Exercise goal -
Rewrite this listing from its first line down to the line with "[[[74,58],[78,58],[79,56],[79,53],[75,52],[73,52],[73,57]]]", including both ends and the requests, with each coordinate in the answers multiplied by 1.7 and rounded to the nearest whole number, halves rounding up. Include only those lines.
§ §
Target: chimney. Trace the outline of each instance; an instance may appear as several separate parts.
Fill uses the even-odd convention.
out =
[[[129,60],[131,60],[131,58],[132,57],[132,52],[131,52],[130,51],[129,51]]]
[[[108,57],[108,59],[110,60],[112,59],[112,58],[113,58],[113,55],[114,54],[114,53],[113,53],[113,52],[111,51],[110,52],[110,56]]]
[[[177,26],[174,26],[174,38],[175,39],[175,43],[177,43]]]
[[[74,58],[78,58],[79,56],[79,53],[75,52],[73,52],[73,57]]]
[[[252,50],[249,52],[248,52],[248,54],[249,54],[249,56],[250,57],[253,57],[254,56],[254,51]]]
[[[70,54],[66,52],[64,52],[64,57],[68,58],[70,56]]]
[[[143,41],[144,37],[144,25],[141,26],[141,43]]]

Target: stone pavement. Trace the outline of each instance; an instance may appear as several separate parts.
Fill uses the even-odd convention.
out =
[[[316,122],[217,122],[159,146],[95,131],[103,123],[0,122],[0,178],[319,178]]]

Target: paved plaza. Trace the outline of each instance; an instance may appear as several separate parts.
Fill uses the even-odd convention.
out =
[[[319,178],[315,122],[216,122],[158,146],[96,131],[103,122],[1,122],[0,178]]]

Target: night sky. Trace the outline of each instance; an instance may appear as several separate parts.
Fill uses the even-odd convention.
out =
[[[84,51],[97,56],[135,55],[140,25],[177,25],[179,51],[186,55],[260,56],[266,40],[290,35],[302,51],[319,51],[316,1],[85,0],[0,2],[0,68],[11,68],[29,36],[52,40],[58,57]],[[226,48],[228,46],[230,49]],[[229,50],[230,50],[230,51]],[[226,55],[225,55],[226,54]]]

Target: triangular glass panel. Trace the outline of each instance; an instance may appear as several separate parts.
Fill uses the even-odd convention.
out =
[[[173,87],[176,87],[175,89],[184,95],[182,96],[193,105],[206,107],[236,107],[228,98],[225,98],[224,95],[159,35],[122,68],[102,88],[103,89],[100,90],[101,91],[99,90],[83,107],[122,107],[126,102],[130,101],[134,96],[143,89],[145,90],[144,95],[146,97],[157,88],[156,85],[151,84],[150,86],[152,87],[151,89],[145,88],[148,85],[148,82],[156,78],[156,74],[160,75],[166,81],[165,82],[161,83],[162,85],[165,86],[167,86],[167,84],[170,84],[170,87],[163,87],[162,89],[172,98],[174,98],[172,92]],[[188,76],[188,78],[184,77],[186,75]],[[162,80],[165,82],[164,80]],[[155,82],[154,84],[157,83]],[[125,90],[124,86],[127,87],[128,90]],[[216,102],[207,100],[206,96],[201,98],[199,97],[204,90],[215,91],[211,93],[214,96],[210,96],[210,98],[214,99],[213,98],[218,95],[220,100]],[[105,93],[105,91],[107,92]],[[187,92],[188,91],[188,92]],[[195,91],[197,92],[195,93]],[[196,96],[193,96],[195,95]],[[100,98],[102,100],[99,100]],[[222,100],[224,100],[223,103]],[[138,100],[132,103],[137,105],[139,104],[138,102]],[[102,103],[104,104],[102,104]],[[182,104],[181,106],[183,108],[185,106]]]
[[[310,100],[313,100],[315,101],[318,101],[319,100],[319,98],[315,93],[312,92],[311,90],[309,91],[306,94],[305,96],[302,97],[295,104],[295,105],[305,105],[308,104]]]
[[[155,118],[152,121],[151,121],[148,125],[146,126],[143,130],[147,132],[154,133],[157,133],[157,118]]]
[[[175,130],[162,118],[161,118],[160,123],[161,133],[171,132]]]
§ §
Solution to this exercise -
Target: chimney. Trace the outline of each instance; an instance may appear as several separate parts.
Fill uses the even-odd convention.
out =
[[[219,102],[223,102],[223,99],[224,97],[224,88],[223,88],[221,87],[219,87]]]
[[[184,97],[184,100],[187,102],[190,100],[190,99],[192,99],[192,94],[194,92],[194,90],[192,90],[192,88],[189,87],[187,88],[187,95]]]
[[[301,44],[296,44],[296,65],[298,66],[298,73],[301,73]]]
[[[126,99],[133,99],[134,95],[134,90],[128,88],[124,88],[124,97]]]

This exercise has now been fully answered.